What to do -
Print the data that follows, exactly and completely.

Raw data below:

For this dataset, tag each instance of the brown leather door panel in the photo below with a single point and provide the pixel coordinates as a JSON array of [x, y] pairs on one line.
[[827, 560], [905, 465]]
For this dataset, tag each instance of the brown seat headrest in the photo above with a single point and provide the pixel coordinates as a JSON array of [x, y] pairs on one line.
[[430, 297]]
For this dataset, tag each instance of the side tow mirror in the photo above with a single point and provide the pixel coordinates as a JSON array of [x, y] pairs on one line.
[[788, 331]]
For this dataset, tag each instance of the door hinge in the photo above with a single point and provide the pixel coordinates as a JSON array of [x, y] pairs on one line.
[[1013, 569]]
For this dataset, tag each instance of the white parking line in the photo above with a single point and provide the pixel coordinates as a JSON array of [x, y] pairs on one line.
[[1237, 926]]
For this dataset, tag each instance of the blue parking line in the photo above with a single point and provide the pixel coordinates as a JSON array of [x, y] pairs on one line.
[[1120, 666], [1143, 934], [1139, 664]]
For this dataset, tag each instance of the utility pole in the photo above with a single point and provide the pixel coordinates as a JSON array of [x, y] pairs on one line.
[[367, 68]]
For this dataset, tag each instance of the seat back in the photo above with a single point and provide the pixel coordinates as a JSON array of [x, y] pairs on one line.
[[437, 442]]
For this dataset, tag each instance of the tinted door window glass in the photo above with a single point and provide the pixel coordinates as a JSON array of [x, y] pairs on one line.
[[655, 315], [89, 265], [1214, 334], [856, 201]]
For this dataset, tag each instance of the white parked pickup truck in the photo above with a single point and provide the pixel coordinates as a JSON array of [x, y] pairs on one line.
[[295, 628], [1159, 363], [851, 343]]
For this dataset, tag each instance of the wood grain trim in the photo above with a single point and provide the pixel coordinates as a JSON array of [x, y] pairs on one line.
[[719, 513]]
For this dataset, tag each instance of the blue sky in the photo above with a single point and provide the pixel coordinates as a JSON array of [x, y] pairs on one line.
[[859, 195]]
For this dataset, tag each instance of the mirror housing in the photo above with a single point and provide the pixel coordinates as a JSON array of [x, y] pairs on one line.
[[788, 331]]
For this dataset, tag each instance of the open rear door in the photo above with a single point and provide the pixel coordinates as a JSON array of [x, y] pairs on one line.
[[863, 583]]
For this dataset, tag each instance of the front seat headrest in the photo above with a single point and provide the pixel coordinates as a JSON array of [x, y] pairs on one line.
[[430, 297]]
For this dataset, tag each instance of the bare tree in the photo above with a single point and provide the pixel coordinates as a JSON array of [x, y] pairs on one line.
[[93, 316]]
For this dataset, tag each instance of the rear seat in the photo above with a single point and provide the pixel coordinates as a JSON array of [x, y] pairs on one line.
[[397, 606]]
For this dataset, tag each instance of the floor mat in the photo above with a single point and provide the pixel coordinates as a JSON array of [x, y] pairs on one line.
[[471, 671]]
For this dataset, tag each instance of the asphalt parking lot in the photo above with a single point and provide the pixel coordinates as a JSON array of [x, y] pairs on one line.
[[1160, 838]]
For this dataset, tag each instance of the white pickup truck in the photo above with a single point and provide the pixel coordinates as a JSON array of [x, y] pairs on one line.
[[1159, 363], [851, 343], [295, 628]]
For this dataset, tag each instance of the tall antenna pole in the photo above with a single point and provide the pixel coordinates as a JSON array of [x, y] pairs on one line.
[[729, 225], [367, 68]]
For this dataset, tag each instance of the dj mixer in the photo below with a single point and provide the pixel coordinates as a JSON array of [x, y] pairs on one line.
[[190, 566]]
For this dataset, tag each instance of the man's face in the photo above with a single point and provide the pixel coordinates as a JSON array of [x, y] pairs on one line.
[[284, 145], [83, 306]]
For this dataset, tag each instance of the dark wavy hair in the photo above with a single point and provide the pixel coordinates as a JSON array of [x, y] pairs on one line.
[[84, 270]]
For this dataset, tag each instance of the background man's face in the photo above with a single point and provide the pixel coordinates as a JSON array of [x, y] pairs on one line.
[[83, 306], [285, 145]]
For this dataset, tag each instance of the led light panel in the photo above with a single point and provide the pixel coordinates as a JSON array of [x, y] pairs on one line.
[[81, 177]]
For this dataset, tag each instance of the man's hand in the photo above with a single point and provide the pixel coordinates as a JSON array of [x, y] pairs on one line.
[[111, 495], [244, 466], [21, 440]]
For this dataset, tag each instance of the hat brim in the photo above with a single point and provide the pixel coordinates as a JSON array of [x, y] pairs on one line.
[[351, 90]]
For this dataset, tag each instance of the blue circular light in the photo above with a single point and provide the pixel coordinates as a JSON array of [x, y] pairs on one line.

End of Raw data.

Task output -
For this dataset, tag each instance of the brown leather door panel in the photo below with a single point and provide the pixel coordinates as a JSON array of [x, y] pairs on one line.
[[827, 560], [905, 465]]
For this dataset, tag each instance of the brown seat headrest in the photo above with a single point and provide the pixel coordinates as a JSON array of [x, y] pairs on one line.
[[430, 297]]
For this dataset, tag each instance of the side tow mirror in the photo above with a single point and provide the pixel coordinates as a JSON array of [x, y] pairs on one line.
[[788, 331]]
For this dataset, tag each instance of the door hinge in the photo above with a single point and provide the pixel coordinates as a JSON array of [x, y] pairs on one line.
[[1013, 569]]
For this dataset, tag each instance of the white parking line in the photo above with a single point and provide the pixel coordinates as a JSON array of [x, y] pairs on one line.
[[1237, 926]]
For this dataset, tag each instance of the blue parking line in the photo above with a single point and provide the pixel coordinates as a JSON array of [x, y] pairs on one line.
[[1120, 666], [1143, 934], [1139, 664]]
For this dataset, tag each instance of the utility pole in the photo above with a single point and provide the pixel coordinates as a JSON array of [x, y] pairs on one line.
[[367, 68]]
For this dataset, tag each instance of the seat back in the photo above with a single point and provide the pixel coordinates as a JSON array of [x, y] pairs on one line.
[[437, 442]]
For this dataset, tag each instance of the tinted door window glass in the photo above with a single point and provide the pixel coordinates as a JSON array of [x, y] pairs on one line.
[[655, 315], [89, 265], [1214, 334], [856, 201]]
For this dataset, tag each instance of the white parked pickup truck in the photo above with a single point and provide the pixel coordinates as a JSON array of [x, y] pairs on one line.
[[295, 628], [1159, 363], [851, 343]]
For this dataset, tag each instance of the wood grain trim in the photo above with a single point and provide the pixel coordinates as a JSON array of [x, y] pairs on one line.
[[719, 513]]
For this dataset, tag each instance of the blue sky in the photo above with a single point and provide the pixel coordinates as a JSON array of [x, y] pairs on one line.
[[859, 195]]
For this dataset, tag each instance of the mirror housing in the photo above with a single point and provide the pixel coordinates as a JSON array of [x, y] pairs on one line.
[[788, 331]]
For this dataset, tag each instance of the open rear door in the photo above with a single point and provide the pixel coordinates as a JSON array of [x, y] pairs on one line.
[[863, 583]]
For this dataset, tag each instance of the front seat headrest in the photo above with a single point and provide the pixel coordinates as a JSON array of [x, y] pairs on one line.
[[430, 297]]
For this dataset, tag each instance of the bare tree in the photo above with a single point and provide the pixel coordinates as a JSON array of [x, y] pairs on one line.
[[93, 316]]
For this dataset, tag each instance of the rear seat in the photo above with a single point and provide the pixel coordinates as a JSON array of [x, y] pairs on one line.
[[397, 606]]
For this dataset, tag each instance of the floor mat in the photo above with a single point and provide the pixel coordinates as a JSON array of [x, y] pairs on one line.
[[471, 671]]
For this dataset, tag each instance of the asphalt parking lot in the photo above with a single point and provide the pixel coordinates as a JSON array of [x, y] pairs on one line.
[[1160, 838]]
For this dataset, tag each instance of the white pickup truck in the photo above with a single point and provide the pixel coordinates as a JSON array of [x, y] pairs on one line.
[[1159, 363], [851, 343], [295, 628]]
For this dataset, tag each instance of the tall antenna pole in the photo above with a single point and provide the pixel coordinates as a JSON array of [x, y] pairs on one line.
[[729, 225], [367, 68]]
For this dataset, tag each instance of the dj mixer in the photo below with a single point and provide the pixel coordinates as a JSON array of [x, y] pairs on one line.
[[190, 566]]
For this dataset, tag each instance of the man's face in the photo above with a single point and provide the pixel coordinates as a JSON array of [x, y] pairs on one line.
[[284, 145], [83, 306]]
For this dataset, tag each instance of the dark wavy hair in the photo above with a single point and provide the pixel coordinates as a JSON array of [x, y] pairs on one line.
[[84, 270]]
For this dataset, tag each instance of the background man's face in the photo above with a single point and provide the pixel coordinates as a JSON array of [x, y] pairs on one line.
[[83, 306], [285, 145]]
For this dataset, tag each instance of the led light panel in the photo above with a single point and provide the pixel coordinates as a JSON array of [x, y] pairs on one line.
[[81, 177]]
For this dataset, tag each instance of the man's hand in the photo above with a single point and provide the pixel coordinates as a JSON array of [x, y] pairs on one line.
[[111, 495], [244, 466], [21, 440]]
For this dataset, tag each instance of the hat brim in the photo above with a single point and provide the pixel coordinates as a JSON array of [x, y] pairs on one line.
[[351, 90]]
For this dataset, tag each instance of the blue circular light in the photo above with a single point and provide the pixel coordinates as a JSON array of [x, y] pairs on one line.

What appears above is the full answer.